── RECORDED INFORMATION ──

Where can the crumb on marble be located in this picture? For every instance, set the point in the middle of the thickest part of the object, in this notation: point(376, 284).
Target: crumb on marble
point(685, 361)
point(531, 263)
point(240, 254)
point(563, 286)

───

◆ **WHAT YOU SHOULD DO**:
Could you output every entry above exactly as it stands?

◆ **SOLUTION TO THIS PROBLEM**:
Where can the crumb on marble be located in this picture? For every instance, set the point in the middle of the thickest part of the object, in this notation: point(376, 284).
Target: crumb on marble
point(685, 361)
point(531, 263)
point(240, 254)
point(563, 286)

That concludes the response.